▶ **PROBLEM REQUIREMENTS**: Restate the entries below word for word, omitting nothing.

******

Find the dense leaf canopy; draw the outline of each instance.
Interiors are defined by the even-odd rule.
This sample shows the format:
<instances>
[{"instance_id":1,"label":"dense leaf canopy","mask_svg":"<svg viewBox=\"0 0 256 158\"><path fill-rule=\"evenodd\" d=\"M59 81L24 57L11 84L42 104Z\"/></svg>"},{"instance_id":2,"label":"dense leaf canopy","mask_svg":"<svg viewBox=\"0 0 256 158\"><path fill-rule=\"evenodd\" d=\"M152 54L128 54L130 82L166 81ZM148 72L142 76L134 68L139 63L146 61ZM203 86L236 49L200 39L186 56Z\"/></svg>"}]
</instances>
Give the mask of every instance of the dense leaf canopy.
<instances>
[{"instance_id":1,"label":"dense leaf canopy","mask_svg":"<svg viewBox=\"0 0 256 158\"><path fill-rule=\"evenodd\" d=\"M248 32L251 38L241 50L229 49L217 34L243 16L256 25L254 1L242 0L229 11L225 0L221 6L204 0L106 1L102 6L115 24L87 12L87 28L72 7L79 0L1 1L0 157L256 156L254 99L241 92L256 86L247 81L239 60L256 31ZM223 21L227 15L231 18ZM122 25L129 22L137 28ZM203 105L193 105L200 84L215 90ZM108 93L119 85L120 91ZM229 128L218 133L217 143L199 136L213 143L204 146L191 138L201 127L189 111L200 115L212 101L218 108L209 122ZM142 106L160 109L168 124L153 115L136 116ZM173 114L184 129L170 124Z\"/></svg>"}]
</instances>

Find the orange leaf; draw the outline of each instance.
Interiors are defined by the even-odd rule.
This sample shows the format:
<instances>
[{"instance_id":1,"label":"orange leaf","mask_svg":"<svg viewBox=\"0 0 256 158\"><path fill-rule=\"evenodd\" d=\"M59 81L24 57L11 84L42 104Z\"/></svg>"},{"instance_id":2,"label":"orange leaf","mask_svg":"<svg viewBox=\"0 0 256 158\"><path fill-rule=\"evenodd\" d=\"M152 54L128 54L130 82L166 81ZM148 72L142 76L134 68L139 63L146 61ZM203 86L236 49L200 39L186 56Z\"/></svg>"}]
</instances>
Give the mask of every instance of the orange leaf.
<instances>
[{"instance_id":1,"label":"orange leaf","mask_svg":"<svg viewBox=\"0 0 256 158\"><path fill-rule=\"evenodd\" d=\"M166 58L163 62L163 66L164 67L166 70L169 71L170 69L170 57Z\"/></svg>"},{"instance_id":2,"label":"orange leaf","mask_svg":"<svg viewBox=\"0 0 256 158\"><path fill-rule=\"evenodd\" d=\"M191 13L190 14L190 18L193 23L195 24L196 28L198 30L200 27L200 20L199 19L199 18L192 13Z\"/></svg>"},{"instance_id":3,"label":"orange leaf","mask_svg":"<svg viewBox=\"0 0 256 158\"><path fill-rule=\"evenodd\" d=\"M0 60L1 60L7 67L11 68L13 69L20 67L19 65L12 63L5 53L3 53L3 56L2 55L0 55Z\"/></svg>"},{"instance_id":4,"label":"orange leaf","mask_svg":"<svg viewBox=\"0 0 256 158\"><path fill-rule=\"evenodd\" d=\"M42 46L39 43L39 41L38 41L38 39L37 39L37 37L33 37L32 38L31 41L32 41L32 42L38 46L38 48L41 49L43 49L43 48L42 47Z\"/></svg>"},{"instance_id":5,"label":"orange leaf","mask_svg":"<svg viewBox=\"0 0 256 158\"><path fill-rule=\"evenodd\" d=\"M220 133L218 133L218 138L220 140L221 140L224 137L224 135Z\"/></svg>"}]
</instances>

******

▶ **EXERCISE RESPONSE**:
Find the dense leaf canopy; draw the outline of each instance.
Interiors are defined by the even-odd rule.
This sample shows the format:
<instances>
[{"instance_id":1,"label":"dense leaf canopy","mask_svg":"<svg viewBox=\"0 0 256 158\"><path fill-rule=\"evenodd\" d=\"M59 81L24 57L11 84L42 104Z\"/></svg>"},{"instance_id":2,"label":"dense leaf canopy","mask_svg":"<svg viewBox=\"0 0 256 158\"><path fill-rule=\"evenodd\" d=\"M152 54L128 54L130 82L166 81ZM148 72L142 76L134 68L139 63L146 61ZM203 86L236 49L200 39L186 56Z\"/></svg>"}]
</instances>
Give the mask of every instance of the dense leaf canopy.
<instances>
[{"instance_id":1,"label":"dense leaf canopy","mask_svg":"<svg viewBox=\"0 0 256 158\"><path fill-rule=\"evenodd\" d=\"M248 32L251 38L241 50L229 49L217 34L243 16L256 25L254 1L242 0L229 11L225 0L221 6L204 0L106 1L102 6L115 24L87 12L87 28L72 7L79 0L1 1L0 157L256 156L254 99L241 92L256 86L247 81L239 60L256 31ZM223 21L227 15L231 18ZM122 25L129 22L137 28ZM203 105L193 105L200 84L215 90ZM108 93L119 85L120 91ZM229 128L218 133L217 143L199 136L213 143L204 146L191 138L201 127L189 111L200 115L212 101L218 108L209 122ZM142 106L160 109L168 124L153 115L136 116ZM173 114L184 129L170 124Z\"/></svg>"}]
</instances>

Find the orange leaf; draw the outline of each instance.
Interiors are defined by the even-odd rule.
This sample shows the format:
<instances>
[{"instance_id":1,"label":"orange leaf","mask_svg":"<svg viewBox=\"0 0 256 158\"><path fill-rule=\"evenodd\" d=\"M59 81L24 57L11 84L42 104Z\"/></svg>"},{"instance_id":2,"label":"orange leaf","mask_svg":"<svg viewBox=\"0 0 256 158\"><path fill-rule=\"evenodd\" d=\"M152 54L128 54L130 82L166 81ZM148 72L142 76L134 68L139 63L146 61ZM203 86L236 49L200 39L186 56Z\"/></svg>"}]
</instances>
Give the mask of every instance of the orange leaf.
<instances>
[{"instance_id":1,"label":"orange leaf","mask_svg":"<svg viewBox=\"0 0 256 158\"><path fill-rule=\"evenodd\" d=\"M166 58L163 62L163 66L164 67L166 70L169 71L170 69L170 57Z\"/></svg>"},{"instance_id":2,"label":"orange leaf","mask_svg":"<svg viewBox=\"0 0 256 158\"><path fill-rule=\"evenodd\" d=\"M191 13L190 14L190 18L193 23L195 24L196 28L198 30L200 27L200 20L199 19L199 18L192 13Z\"/></svg>"},{"instance_id":3,"label":"orange leaf","mask_svg":"<svg viewBox=\"0 0 256 158\"><path fill-rule=\"evenodd\" d=\"M0 60L1 60L7 67L11 68L13 69L20 67L19 65L12 63L5 53L3 53L3 56L2 55L0 55Z\"/></svg>"},{"instance_id":4,"label":"orange leaf","mask_svg":"<svg viewBox=\"0 0 256 158\"><path fill-rule=\"evenodd\" d=\"M42 46L39 43L39 41L38 41L38 39L37 39L37 37L33 37L32 38L31 41L32 41L32 42L38 46L38 48L41 49L43 49L43 48L42 47Z\"/></svg>"},{"instance_id":5,"label":"orange leaf","mask_svg":"<svg viewBox=\"0 0 256 158\"><path fill-rule=\"evenodd\" d=\"M220 133L218 133L218 138L220 140L221 140L224 137L224 135Z\"/></svg>"}]
</instances>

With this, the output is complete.